• **TASK BRIEF**:
Word for word, write out the entries that follow, omitting all pictures.

• **SUPPLIED INFORMATION**:

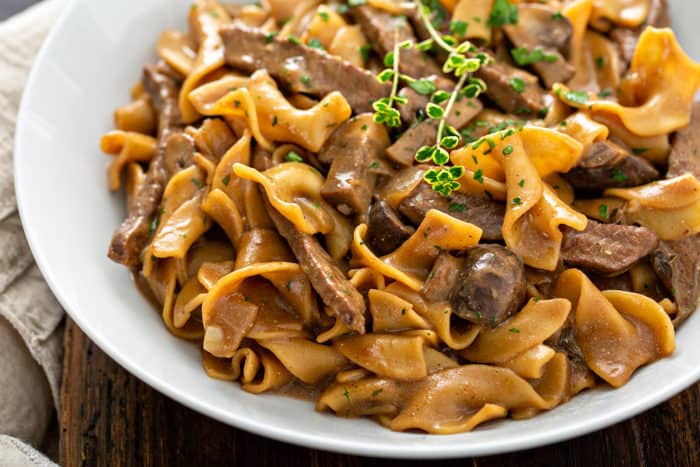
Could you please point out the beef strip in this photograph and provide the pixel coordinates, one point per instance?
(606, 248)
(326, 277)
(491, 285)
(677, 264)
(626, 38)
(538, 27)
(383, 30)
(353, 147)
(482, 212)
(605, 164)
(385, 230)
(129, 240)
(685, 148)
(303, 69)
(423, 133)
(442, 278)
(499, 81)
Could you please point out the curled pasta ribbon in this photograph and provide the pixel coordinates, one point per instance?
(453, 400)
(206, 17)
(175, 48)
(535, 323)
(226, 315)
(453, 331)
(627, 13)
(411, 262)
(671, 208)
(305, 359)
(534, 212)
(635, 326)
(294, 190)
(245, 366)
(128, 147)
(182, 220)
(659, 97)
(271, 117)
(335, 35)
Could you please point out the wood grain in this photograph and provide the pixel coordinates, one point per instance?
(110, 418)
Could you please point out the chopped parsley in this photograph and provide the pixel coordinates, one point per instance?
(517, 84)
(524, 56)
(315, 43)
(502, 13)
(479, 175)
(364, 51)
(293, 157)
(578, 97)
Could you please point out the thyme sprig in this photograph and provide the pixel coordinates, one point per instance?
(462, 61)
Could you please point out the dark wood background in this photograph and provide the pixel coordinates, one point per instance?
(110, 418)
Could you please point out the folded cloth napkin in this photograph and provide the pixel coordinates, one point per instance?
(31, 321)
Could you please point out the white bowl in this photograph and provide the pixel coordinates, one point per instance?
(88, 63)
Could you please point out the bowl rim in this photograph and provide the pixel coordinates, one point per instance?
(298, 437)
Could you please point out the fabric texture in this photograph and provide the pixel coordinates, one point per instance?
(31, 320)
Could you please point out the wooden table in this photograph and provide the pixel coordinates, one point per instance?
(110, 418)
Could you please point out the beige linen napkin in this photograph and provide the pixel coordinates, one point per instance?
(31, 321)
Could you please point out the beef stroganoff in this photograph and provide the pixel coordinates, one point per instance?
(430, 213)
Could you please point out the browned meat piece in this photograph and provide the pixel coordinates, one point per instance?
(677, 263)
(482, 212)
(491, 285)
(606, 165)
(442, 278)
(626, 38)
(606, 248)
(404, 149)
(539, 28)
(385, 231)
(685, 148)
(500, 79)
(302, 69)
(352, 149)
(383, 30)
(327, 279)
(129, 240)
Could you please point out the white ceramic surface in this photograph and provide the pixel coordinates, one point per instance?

• **TASK SOLUTION**:
Could you please point out the beef strip in this photograph and provide the pixel coordinates, one point per instance?
(606, 248)
(326, 277)
(491, 285)
(677, 264)
(626, 38)
(538, 27)
(383, 30)
(353, 147)
(482, 212)
(605, 164)
(385, 230)
(129, 240)
(685, 148)
(303, 69)
(423, 133)
(442, 278)
(499, 81)
Could you please point out the curled pasta ribbon in this photograph and provide the pixel coordinates, one point per instance?
(453, 400)
(206, 17)
(175, 48)
(535, 323)
(226, 315)
(453, 331)
(627, 13)
(411, 262)
(671, 208)
(305, 359)
(534, 212)
(635, 326)
(294, 190)
(245, 366)
(128, 147)
(182, 220)
(659, 97)
(271, 117)
(335, 35)
Could you please point out the wood grain in this photograph and provide the pixel coordinates, one point per instance?
(110, 418)
Could you please point out the chopped parsley in this photograph and provide the pixel coordinates, one point per instance?
(517, 84)
(524, 56)
(315, 43)
(502, 13)
(479, 175)
(364, 51)
(293, 157)
(578, 97)
Could you please point out the thyme sprig in this photograph and provide the pixel coordinates, one point per instance?
(462, 61)
Could you please point out the dark wood background in this photograph and provide the pixel coordinates, one point per instance?
(110, 418)
Could you please point out the folded cloth napkin in this photograph and provide the pixel coordinates, one point per instance?
(31, 321)
Could you please point out the white bowl in this photograph and provide the pixel coordinates, one point per instance?
(88, 63)
Could you please point out the bowl rim in this photograph and provide the pixel coordinates, one point per instance?
(298, 437)
Could you please point out the fabric texture in this photograph and provide the pixel coordinates, one point per instance?
(31, 320)
Could you please point out the wooden table in this photograph and provide the pixel coordinates, one point per instance?
(110, 418)
Could you please point out the beige linen napkin in this photograph and provide the pixel coordinates, one point per instance?
(31, 321)
Could you please point out the beef stroganoff in this photograph and provide the pixel coordinates, one point per instance?
(430, 213)
Could you please point out the browned meat piece in this photograph and provide the pixel coordinates, one point per instance?
(677, 263)
(482, 212)
(491, 285)
(606, 165)
(442, 278)
(626, 38)
(606, 248)
(404, 149)
(539, 28)
(385, 231)
(685, 148)
(500, 79)
(302, 69)
(352, 149)
(383, 30)
(327, 279)
(129, 240)
Could you please point out the white ceramic surface in this photograph and provide the pixel coordinates, one point per instance?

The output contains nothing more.